提示文
++++

データ基盤(データ分析基盤、データプラットフォーム)、あるいは、データエンジニアリングの技術的な動向に興味が出てきました。

特にデータ基盤のアーキテクチャの構成要素、パターン、それらの進化について興味があります。

進化に興味があるのは、ちょっと前にデータレイクハウスという概念に興味を持ったことに関係があります。社内で少しだけ話題に出しました。

以下の論文だけ少し真面目に読んだ(読んでから結構たつのでもう忘れた)のですが、面白そうだなと思えました。

Lakehouse: A New Generation of Open Platforms that Unify DataWarehousing and Advanced Analytics (PDF)

面白そうだなと思ったのは、データレイクハウスがアーキテクチャパターンとして定義されている点と、これまでのアーキテクチャを含めて3つのアーキテクチャが紹介されている点です(図は論文より)。

左が昔からあるデータウェアハウスのアーキテクチャ、真ん中がデータレイクとデータウェアハウスを連携するようなアーキテクチャで現在の主流のもの、右がレイクハウスアーキテクチャです。

++++

課題
データ基盤についての文章の続きを、最後の文の後から書いてください。 この後に並ぶ行は、データ基盤についての文章とは関係のない別の資料です。

元データ
++++

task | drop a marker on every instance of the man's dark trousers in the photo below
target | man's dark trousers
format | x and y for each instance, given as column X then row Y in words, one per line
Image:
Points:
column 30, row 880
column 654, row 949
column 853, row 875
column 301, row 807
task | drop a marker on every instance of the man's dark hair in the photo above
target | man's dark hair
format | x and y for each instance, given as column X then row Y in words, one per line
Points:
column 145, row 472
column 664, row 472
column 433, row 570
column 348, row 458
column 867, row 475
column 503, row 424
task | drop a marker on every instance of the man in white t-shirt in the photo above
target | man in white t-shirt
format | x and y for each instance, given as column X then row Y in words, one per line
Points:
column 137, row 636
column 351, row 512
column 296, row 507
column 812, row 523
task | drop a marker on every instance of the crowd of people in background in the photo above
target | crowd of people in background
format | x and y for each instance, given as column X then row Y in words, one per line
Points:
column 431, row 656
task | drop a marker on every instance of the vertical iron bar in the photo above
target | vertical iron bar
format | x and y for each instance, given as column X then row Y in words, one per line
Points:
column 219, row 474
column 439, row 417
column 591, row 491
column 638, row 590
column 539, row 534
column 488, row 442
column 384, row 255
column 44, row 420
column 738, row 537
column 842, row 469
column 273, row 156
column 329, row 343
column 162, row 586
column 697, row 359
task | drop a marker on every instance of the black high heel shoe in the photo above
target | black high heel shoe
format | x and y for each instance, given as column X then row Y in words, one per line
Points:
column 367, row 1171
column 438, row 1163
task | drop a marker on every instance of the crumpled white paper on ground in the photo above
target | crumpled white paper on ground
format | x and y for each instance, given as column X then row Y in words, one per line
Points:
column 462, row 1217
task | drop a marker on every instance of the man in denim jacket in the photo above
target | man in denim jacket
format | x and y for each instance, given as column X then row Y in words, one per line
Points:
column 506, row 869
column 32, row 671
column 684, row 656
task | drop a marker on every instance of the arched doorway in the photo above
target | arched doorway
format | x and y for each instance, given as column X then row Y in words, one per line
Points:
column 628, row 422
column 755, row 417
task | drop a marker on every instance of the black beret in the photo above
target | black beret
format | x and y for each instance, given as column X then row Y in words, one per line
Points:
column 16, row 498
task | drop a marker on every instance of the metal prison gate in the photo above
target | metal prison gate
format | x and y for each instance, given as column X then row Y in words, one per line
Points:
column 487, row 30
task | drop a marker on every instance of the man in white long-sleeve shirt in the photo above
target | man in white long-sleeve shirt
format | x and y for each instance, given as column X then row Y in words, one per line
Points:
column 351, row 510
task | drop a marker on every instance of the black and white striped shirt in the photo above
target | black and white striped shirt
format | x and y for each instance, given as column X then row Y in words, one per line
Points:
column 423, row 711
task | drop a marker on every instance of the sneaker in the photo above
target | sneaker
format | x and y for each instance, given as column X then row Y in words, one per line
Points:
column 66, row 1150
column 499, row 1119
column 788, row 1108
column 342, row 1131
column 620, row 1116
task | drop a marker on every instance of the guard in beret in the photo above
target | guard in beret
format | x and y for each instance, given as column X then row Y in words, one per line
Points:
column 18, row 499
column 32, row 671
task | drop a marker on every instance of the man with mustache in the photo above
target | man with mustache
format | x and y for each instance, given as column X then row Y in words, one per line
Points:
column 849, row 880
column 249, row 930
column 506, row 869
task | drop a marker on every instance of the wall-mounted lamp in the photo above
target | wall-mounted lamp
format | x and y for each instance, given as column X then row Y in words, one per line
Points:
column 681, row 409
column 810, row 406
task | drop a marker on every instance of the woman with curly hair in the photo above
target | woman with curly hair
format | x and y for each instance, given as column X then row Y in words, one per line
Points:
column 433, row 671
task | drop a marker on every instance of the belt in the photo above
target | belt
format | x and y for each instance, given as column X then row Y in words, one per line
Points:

++++

記述回答
この論文によれば、レイクハウスは次のように特徴づけられるアーキテクチャとされます。
(i) オープンなダイレクトアクセス・データフォーマット(Apache ParquetやORCなど)
(ii) 機械学習やデータサイエンスワークロードのファーストクラスサポート 
(iii) 最新鋭のパフォーマンス

レイクハウス自体にも興味はありますが、アーキテクチャのバリエーションが出てくる可能性があるのかもしれない、という点に興味があります。Data Meshなんかもバリエーションレベルではない気もしますが、アーキテクチャパターンの一種となりそうです(Data Meshは勉強中)。

アーキテクチャの進化を追いかける

本題です。

私は直接関わってないのですが、少し前に、提案が必要な案件として、データ基盤の保守をして欲しいという守りのだけではなく、GCP等のクラウドプラットフォームで新サービスが出るたびに、現状のアーキテクチャを最適化していくような攻めの提案が欲しいというものがありました。

もちろん、どんな状況(コンテキスト)でも最適となるアーキテクチャは存在しないと思います。ただし、新サービスで何が新たに満たせるようになるかという視点で、現時点のアーキテクチャから、その新サービスを組み込めるとして、最適となるようにアーキテクチャを変更していく、というプロセスは考えられます。

このような変更の過程をリファクタリングと呼ぶのが適切かは不明ですが(振る舞いは保たれてそうな気がしますが)、アーキテクチャのリファクタリングといっても良さそうです。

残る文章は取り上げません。